Requirements ▸ Copy the records below word for word, starting at the line with "the dark curtain" and ending at the line with "M 106 84 L 105", both included.

--- start of Data for processing ---

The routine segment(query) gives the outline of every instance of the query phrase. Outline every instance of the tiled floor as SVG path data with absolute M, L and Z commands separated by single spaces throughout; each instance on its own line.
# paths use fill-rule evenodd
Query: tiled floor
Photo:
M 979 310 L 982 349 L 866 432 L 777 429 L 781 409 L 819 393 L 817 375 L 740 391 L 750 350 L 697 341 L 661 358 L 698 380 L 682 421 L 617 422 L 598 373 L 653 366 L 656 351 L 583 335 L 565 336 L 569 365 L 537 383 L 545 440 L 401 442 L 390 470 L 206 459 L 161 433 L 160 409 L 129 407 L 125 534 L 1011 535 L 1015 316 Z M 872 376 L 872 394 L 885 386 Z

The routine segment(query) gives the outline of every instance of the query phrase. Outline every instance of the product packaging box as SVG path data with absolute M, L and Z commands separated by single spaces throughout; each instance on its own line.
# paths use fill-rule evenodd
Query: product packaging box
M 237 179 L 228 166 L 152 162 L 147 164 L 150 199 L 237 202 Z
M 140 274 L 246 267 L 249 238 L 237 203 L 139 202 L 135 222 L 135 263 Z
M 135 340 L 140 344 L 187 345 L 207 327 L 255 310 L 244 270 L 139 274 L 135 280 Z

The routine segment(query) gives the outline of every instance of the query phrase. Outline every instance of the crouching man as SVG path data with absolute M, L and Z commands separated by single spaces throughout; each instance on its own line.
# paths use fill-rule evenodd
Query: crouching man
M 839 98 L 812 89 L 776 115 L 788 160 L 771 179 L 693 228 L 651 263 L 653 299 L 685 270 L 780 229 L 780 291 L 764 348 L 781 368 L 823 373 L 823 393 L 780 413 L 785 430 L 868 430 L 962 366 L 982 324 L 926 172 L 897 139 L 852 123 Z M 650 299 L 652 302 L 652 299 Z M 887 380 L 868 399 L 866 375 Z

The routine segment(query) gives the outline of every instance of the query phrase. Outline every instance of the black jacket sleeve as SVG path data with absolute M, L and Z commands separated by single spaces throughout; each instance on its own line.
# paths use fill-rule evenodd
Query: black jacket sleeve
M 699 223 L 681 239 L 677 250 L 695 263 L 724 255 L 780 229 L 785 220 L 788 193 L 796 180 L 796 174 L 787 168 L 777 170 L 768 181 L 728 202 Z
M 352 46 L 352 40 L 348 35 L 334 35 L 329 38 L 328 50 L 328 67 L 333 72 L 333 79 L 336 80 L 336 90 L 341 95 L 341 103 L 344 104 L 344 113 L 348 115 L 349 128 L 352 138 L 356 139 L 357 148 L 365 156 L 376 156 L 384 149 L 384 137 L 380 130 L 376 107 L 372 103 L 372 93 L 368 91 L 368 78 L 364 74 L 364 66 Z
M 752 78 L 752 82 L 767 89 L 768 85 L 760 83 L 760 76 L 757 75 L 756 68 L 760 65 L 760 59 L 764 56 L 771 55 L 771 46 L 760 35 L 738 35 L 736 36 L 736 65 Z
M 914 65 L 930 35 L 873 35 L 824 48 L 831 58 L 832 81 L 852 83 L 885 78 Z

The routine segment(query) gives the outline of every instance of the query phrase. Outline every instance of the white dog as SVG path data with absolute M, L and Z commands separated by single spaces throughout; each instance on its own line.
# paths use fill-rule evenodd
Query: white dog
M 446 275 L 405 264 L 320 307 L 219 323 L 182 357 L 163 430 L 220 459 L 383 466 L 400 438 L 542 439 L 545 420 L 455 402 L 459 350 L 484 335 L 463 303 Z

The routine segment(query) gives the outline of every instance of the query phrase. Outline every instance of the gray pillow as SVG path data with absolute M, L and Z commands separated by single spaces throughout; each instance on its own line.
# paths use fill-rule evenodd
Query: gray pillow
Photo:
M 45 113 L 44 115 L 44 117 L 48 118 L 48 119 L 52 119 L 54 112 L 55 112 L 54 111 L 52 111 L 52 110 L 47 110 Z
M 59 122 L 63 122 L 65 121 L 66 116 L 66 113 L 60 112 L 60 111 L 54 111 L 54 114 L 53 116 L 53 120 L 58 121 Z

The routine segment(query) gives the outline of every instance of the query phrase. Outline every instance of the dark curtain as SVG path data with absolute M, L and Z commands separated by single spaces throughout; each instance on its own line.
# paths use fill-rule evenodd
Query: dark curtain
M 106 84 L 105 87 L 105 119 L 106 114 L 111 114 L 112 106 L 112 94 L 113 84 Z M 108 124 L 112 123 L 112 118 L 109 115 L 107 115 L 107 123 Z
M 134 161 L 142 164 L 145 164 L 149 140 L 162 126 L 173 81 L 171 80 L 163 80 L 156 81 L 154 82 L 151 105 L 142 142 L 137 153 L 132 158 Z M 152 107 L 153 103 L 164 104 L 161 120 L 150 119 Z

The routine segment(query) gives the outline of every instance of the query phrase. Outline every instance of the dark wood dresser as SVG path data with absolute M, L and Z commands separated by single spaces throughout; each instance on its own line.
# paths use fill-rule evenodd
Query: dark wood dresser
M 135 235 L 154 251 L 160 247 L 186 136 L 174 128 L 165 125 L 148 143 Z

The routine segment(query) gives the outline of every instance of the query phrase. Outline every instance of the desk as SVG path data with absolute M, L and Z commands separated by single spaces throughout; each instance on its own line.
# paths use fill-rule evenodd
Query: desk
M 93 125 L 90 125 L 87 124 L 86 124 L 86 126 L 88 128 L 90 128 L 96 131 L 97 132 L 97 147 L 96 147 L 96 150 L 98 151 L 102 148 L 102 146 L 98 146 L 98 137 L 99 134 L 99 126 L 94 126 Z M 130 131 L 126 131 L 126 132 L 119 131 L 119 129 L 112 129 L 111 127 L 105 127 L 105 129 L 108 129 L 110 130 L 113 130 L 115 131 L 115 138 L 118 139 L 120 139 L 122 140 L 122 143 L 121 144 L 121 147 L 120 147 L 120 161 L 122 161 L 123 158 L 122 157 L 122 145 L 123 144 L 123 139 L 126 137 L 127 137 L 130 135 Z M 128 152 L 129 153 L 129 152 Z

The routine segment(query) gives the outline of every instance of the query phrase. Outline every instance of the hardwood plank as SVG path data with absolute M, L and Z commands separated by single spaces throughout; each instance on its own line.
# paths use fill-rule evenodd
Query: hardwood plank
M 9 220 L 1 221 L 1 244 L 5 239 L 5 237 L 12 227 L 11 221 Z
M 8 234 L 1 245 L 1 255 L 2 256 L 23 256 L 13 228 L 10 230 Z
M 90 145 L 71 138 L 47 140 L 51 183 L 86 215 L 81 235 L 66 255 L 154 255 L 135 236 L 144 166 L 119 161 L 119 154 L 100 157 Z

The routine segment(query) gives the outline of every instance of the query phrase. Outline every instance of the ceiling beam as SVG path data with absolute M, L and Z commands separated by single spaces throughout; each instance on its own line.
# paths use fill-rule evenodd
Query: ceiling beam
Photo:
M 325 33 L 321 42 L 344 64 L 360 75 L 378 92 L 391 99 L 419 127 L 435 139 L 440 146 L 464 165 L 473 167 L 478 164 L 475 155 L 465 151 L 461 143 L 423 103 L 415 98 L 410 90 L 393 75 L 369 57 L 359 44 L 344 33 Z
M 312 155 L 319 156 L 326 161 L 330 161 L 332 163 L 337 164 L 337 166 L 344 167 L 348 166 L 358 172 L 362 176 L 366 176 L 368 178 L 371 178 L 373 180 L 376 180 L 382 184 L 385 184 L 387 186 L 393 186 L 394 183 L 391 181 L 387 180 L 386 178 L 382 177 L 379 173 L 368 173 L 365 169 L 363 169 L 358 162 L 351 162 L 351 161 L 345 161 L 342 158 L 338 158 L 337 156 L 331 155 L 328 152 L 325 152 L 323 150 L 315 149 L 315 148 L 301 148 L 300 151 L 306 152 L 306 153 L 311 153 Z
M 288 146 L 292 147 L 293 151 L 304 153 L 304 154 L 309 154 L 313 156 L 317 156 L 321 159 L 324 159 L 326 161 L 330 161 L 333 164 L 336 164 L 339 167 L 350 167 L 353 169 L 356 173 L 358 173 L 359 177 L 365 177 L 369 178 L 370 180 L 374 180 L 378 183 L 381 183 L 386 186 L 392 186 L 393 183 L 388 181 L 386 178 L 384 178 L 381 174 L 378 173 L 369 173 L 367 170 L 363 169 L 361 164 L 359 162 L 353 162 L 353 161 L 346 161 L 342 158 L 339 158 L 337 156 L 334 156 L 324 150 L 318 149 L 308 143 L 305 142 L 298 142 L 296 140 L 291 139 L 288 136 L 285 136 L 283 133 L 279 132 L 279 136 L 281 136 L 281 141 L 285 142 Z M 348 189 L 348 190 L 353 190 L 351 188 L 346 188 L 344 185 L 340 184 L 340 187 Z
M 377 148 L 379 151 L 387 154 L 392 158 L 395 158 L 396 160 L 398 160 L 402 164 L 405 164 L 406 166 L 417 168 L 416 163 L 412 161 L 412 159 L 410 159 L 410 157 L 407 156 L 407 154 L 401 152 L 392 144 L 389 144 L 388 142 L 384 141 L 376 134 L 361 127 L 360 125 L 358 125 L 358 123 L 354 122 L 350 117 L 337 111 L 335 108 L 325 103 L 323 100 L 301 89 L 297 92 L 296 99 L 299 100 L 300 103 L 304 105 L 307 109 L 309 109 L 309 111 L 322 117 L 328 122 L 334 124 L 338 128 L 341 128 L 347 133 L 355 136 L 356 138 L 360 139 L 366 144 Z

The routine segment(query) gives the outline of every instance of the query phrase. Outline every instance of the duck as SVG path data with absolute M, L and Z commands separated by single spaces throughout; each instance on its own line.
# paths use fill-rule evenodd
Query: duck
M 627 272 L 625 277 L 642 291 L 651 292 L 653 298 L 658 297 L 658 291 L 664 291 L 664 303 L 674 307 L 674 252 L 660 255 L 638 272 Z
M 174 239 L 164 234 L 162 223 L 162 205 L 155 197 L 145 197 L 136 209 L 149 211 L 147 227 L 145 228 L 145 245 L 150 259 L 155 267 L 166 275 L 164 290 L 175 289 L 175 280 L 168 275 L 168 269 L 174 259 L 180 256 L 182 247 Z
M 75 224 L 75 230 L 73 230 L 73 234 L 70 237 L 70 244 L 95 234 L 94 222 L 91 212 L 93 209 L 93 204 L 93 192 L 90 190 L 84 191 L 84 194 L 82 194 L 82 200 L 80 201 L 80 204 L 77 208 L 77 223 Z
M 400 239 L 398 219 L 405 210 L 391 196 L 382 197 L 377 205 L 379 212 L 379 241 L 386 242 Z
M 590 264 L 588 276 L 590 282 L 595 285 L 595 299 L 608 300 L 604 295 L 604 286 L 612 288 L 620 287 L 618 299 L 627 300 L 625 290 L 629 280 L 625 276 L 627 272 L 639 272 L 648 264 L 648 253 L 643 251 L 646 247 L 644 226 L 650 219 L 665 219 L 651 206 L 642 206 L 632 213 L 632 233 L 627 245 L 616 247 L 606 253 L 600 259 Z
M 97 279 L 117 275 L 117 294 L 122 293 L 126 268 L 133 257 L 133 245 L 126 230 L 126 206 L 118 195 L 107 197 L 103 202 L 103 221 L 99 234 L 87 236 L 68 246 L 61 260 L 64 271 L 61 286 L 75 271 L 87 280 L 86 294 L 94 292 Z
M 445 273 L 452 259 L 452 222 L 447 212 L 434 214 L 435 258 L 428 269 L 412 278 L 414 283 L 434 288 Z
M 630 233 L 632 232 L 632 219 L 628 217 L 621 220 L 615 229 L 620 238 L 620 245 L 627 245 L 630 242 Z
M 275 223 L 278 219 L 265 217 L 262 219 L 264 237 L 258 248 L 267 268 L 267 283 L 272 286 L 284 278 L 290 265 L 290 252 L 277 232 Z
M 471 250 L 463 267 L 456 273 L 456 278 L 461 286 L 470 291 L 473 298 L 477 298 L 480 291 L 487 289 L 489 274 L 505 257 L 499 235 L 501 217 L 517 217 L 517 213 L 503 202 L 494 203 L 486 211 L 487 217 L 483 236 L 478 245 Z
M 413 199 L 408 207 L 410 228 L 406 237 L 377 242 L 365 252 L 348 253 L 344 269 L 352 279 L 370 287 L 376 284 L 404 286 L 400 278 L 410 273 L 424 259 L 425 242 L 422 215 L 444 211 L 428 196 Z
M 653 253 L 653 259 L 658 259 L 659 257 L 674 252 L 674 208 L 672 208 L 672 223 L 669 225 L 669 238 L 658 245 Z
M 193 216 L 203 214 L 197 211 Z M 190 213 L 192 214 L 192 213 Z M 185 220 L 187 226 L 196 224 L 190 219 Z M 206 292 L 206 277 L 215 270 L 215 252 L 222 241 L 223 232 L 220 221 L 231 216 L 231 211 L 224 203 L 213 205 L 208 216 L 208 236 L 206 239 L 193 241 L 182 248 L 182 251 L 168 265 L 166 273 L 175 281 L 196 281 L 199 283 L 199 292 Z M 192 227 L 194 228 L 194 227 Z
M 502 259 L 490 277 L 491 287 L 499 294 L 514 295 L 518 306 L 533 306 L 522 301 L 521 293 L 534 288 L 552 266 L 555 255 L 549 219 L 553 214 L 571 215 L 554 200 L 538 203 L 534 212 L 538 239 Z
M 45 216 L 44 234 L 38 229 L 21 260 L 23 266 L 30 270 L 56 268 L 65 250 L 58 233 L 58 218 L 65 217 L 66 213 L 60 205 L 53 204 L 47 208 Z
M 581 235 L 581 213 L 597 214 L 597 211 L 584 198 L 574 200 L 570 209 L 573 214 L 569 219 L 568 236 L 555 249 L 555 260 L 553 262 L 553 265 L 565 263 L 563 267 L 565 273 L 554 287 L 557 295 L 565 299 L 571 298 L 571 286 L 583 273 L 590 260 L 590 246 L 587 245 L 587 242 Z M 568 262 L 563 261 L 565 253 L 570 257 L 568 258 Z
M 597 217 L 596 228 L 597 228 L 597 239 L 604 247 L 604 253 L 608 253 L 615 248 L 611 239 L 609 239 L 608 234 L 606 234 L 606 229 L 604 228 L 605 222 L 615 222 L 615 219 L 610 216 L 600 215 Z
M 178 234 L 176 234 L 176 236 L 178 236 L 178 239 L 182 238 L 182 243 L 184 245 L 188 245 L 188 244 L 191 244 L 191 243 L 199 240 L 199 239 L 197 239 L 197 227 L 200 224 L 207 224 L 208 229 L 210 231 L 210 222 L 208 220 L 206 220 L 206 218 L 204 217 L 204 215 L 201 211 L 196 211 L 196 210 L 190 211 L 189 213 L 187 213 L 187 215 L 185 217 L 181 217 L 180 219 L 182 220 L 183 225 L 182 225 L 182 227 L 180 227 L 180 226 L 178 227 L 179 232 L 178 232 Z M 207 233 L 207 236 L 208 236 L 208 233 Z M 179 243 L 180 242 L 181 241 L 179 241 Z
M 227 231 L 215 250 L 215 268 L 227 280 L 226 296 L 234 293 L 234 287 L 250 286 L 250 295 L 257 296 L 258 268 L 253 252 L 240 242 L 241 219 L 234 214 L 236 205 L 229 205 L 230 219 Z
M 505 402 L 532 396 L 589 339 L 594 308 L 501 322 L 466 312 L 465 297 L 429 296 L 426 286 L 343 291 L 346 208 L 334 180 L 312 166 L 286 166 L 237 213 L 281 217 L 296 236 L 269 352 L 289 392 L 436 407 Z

--- end of Data for processing ---

Response to the task ▸
The routine segment(query) gives the outline of every instance of the query phrase. Outline every instance of the dark curtain as SVG path data with absolute M, L and Z commands separated by single spaces throughout; each instance on its own line.
# paths use fill-rule evenodd
Query: dark curtain
M 106 84 L 105 87 L 105 119 L 106 114 L 111 114 L 112 106 L 112 94 L 113 84 Z M 108 124 L 112 123 L 112 118 L 109 115 L 107 115 L 107 123 Z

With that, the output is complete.